→ **What is needed**
Transcribe each record exactly. Include every one.

○ ○ ○ ○

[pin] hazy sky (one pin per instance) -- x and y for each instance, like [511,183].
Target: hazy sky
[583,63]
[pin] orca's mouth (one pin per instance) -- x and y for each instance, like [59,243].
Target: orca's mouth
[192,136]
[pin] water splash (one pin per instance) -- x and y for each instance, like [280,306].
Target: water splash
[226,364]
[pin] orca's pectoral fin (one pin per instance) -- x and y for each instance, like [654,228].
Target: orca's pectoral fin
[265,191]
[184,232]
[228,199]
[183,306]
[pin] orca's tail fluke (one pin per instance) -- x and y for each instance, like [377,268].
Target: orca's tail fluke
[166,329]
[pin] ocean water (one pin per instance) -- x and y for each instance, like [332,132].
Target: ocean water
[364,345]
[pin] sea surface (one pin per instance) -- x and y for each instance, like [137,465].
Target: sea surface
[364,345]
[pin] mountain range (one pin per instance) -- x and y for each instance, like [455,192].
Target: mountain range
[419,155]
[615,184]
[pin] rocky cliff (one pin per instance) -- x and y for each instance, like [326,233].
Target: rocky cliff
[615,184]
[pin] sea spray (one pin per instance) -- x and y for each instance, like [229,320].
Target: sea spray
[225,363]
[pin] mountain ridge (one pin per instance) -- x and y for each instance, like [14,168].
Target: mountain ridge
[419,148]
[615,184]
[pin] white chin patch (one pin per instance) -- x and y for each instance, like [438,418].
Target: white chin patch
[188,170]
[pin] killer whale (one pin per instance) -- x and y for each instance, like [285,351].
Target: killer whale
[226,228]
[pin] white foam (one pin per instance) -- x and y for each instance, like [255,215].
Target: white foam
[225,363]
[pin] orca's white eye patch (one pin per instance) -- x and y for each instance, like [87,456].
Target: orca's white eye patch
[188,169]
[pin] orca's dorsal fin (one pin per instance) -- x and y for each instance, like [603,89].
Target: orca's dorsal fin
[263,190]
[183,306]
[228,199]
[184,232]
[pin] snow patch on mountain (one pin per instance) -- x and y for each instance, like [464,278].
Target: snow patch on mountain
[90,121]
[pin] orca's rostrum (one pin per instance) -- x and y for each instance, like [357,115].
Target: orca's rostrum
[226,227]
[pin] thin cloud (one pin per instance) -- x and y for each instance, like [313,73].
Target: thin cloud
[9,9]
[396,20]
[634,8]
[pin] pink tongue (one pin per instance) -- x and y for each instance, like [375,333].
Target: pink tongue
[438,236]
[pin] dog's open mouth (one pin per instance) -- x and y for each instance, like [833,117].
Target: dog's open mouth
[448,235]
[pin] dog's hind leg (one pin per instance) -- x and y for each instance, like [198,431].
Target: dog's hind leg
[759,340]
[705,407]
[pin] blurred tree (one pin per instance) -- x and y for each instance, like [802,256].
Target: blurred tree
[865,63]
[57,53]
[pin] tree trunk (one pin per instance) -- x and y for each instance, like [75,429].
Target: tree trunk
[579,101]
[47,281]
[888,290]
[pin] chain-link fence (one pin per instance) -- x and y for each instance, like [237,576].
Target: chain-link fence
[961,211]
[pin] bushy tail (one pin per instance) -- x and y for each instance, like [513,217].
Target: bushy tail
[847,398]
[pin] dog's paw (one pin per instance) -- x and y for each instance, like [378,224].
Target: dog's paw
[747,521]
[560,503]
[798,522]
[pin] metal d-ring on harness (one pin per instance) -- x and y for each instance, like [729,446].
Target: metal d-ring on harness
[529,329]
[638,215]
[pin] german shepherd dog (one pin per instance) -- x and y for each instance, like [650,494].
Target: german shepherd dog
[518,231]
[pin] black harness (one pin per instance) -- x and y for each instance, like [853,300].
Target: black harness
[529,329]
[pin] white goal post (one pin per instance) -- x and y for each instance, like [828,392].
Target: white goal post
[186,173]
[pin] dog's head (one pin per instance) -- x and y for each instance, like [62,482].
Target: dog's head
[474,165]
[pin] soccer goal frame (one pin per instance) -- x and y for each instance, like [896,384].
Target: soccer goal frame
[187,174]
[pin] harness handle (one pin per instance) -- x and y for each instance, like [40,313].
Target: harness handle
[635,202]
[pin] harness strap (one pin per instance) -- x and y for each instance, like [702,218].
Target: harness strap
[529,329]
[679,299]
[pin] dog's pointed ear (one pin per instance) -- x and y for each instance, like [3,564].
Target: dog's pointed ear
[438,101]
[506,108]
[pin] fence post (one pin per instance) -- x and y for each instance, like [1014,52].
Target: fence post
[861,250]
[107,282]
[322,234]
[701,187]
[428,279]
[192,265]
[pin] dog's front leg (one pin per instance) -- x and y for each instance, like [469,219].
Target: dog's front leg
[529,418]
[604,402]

○ ○ ○ ○

→ **Correct answer**
[pin] hazy sky (one pin per instance) -- x and y for each instance, like [511,183].
Target: hazy sky
[583,63]
[pin] orca's mouth (one pin per instance) -- x and y for each instance, like [59,243].
Target: orca's mouth
[192,136]
[pin] water splash (one pin per instance) -- x and y for each instance, like [280,306].
Target: water splash
[226,364]
[pin] orca's pectoral fin (one pin per instance) -- x and y for each instance, like [654,228].
Target: orca's pectoral fin
[265,191]
[184,232]
[228,199]
[183,306]
[pin] orca's tail fluke (one pin per instance) -- x and y for each instance, like [377,268].
Target: orca's tail fluke
[166,329]
[pin] ocean water (one pin per instance) -- x and y for each instance, like [332,132].
Target: ocean water
[364,345]
[pin] sea surface (one pin per instance) -- x and y for each instance, like [137,465].
Target: sea surface
[364,345]
[pin] mountain range (one pin per instance) -- x and y for each instance, like [455,192].
Target: mountain range
[419,155]
[615,184]
[pin] rocky cliff (one pin per instance) -- x and y for each instance, like [326,233].
Target: rocky cliff
[615,184]
[pin] sea spray (one pin per instance) -- x and y for each instance, like [229,320].
Target: sea spray
[225,363]
[pin] mountain ridge (one pin per instance) -- x and y for each instance, like [14,168].
Target: mountain ridge
[419,148]
[615,184]
[pin] white chin patch (one pin per instance) -- x and y for each instance, like [438,418].
Target: white chin patch
[188,170]
[pin] killer whale (one pin per instance) -- x and y for each instance, like [285,351].
Target: killer whale
[226,228]
[pin] white foam (one pin per instance) -- x and y for each instance, like [255,215].
Target: white foam
[225,363]
[pin] orca's white eye patch (one pin per instance) -- x and y for each instance, like [87,456].
Target: orca's white eye patch
[188,169]
[pin] orca's dorsal fin (one pin per instance) -- x and y for each instance, like [603,89].
Target: orca's dorsal fin
[263,190]
[183,306]
[228,199]
[184,232]
[pin] snow patch on mountain (one pin per instance) -- x and y for each instance, like [464,278].
Target: snow patch on mountain
[90,121]
[pin] orca's rostrum (one pin per instance) -- x and y for each instance, like [357,115].
Target: orca's rostrum
[226,227]
[pin] thin cloud (one pin per instance) -- x and y for each instance, like [313,73].
Target: thin cloud
[9,9]
[396,20]
[634,8]
[pin] pink tongue (one pin per instance) -- x and y for each instance, like [375,333].
Target: pink tongue
[438,236]
[pin] dog's open mouth (one pin per instance) -- x and y for each instance, like [833,117].
Target: dog's open mouth
[448,235]
[pin] dog's hind leg (one pin per instance) -- x and y for each instance, like [198,431].
Target: dog's hind leg
[759,340]
[705,407]
[pin] blurred tree (one pin per instance) -- x and y for each instance, like [802,256].
Target: blurred tree
[865,63]
[57,53]
[pin] tree trunk (one pin per instance) -- x and y for each instance, like [75,429].
Target: tree trunk
[579,101]
[47,281]
[888,290]
[pin] chain-link fence (one pin per instance) -- x and y for each instance, like [237,576].
Target: chain-link fence
[961,211]
[pin] bushy tail (one pin per instance) -- x and y for each instance, like [513,217].
Target: bushy tail
[847,398]
[pin] dog's paw (one pin per instance) -- x and y for each instance, like [378,224].
Target: dog's paw
[747,521]
[560,503]
[798,522]
[pin] metal d-ring on harness (one pin per instance) -- x and y for each instance, like [729,446].
Target: metal d-ring on harness
[529,329]
[638,215]
[pin] german shepherd dog (one pin per instance) -- x and y for each instance, like [650,494].
Target: german shepherd dog
[518,231]
[pin] black harness (one pin per instance) -- x and y for each instance, like [853,300].
Target: black harness
[529,329]
[pin] white goal post (one pin per instance) -- x and y for each instance, like [828,392].
Target: white goal post
[186,173]
[pin] dog's head (one pin per instance) -- x and y for each instance, like [62,482].
Target: dog's head
[474,165]
[pin] soccer goal frame (one pin per instance) -- x and y for each instance, like [896,384].
Target: soccer goal frame
[187,174]
[pin] harness handle (one pin per instance) -- x and y for each instance, like [40,313].
Target: harness handle
[635,202]
[pin] harness strap (one pin per instance) -- x and y for each instance, like [702,218].
Target: harness strap
[529,329]
[679,299]
[pin] dog's pointed ear (one pin per instance) -- x and y for each instance, like [3,564].
Target: dog's pointed ear
[438,101]
[506,108]
[pin] fence post (one pin per instance) -- x and y for each instance, like [1014,52].
Target: fence post
[861,250]
[107,282]
[322,234]
[701,187]
[428,279]
[192,265]
[pin] dog's front leg (one pin per instance) -- x and y for each instance, like [469,219].
Target: dog's front leg
[529,418]
[604,402]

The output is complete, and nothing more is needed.